-- TEXT SHOWN --
☆ ☆ ☆ ☆
As a result of poor financial condition, Broward Federal and the Defendants entered a Supervisory Agreement with the FHLBB on or about September 18, 1984. Pursuant to this agreement, the FHLBB agreed to forbear initiating any proceedings against Broward Federal and the Defendants, and Broward Federal agreed to comply with the provisions of the Agreement, *126 including those provisions requiring strict, detailed loan underwriting.

On November 15, 1985, a second FHLBB Bank Examiner’s report concluded that Bro-ward Federal was insolvent, in part due to loan losses. In December of 1988 the FHLBB authorized the supervisory conversion of Broward Federal from a Federal Mutual Savings and Loan Association to Federal Stock Savings and Loan Association. The stock of the new Association was acquired by California Real Estate Inventory, Inc. Through an “Assistance Agreement” between FSLIC and California Real Estate, FSLIC acquired all claims which Broward Federal had against its officers, directors, employees and attorneys. On August 8,1989 all assets and liabilities of the FSLIC were transferred to the FSLIC Resolution Fund pursuant to 12 U.S.C. § 1821a. FDIC is manager of that fund and now owns all claims that could have been brought against former officers, directors, employees and attorneys of formerly FSLIC insured institutions. Plaintiff filed a Complaint on December 26, 1991. Motions to dismiss were filed and have been fully briefed.

II. Standard for Motion to Dismiss

In considering a motion to dismiss the Court is required to accept all well-pled allegations of the complaint as true. Hishon v. King & Spalding, 467 U.S. 69, 73, 104 S.Ct. 2229, 2232-33, 81 L.Ed.2d 59 (1984). The allegations within the complaint are construed in the light most favorable to the plaintiff. Scheuer v. Rhodes, 416 U.S. 232, 236, 94 S.Ct. 1683, 1686, 40 L.Ed.2d 90 (1974). A complaint should not be dismissed unless it appears beyond doubt that the plaintiff can prove no set of facts which would entitle the plaintiff to relief. Conley v. Gibson, 355 U.S. 41, 78 S.Ct. 99, 2 L.Ed.2d 80 (1957).

III. Elements of Plaintiff’s Causes of Action

Count I is for breach of fiduciary duty as to improper loans and Count II is for breach of fiduciary duty as to management. In short, the Plaintiff asserts that underwriting and approval of certain loans took place in Violation of the Supervisory agreement, the Insurance Regulations and the Bank’s own policy. The Complaint alleges that as a direct and proximate result of the Defendants’ wrongful acts the Bank was forced to foreclose on loans and sell the property at a substantial loss. The Complaint also alleges that the Defendants authorized unreasonably high salaries for employees and directors of Broward Federal, that the Directors failed to exercise reasonable oversight, and that the Directors were involved in various transactions which included self-dealing and conflicts of interest.
☆ ☆ ☆ ☆
-- Items listed in a dataset --
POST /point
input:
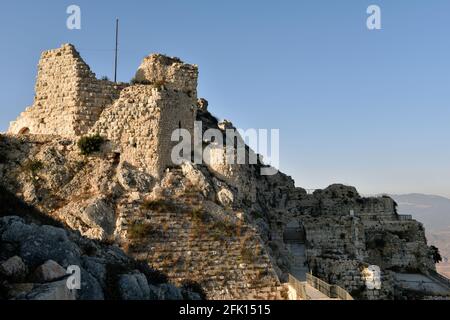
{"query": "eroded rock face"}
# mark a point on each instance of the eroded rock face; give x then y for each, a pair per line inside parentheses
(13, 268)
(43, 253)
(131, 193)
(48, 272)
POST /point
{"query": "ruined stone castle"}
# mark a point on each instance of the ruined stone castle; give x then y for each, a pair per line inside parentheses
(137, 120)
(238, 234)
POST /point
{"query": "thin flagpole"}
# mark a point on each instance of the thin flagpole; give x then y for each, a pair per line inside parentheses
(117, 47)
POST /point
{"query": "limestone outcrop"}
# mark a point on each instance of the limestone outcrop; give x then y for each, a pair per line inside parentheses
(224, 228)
☆ ☆ ☆ ☆
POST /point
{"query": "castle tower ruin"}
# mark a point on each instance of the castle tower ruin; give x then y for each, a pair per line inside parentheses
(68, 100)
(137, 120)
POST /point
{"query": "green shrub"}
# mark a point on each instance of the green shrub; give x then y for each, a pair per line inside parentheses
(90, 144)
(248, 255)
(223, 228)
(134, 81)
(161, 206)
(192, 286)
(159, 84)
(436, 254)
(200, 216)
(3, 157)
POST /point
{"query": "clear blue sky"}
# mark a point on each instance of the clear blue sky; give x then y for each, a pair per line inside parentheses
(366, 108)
☆ ☆ ☆ ☆
-- WHAT YOU NEED TO DO --
Reproduce the part of the Broward Federal text that starts at the words "As a result" and stops after the words "detailed loan underwriting.".

-- RESPONSE TO THE TASK --
As a result of poor financial condition, Broward Federal and the Defendants entered a Supervisory Agreement with the FHLBB on or about September 18, 1984. Pursuant to this agreement, the FHLBB agreed to forbear initiating any proceedings against Broward Federal and the Defendants, and Broward Federal agreed to comply with the provisions of the Agreement, *126 including those provisions requiring strict, detailed loan underwriting.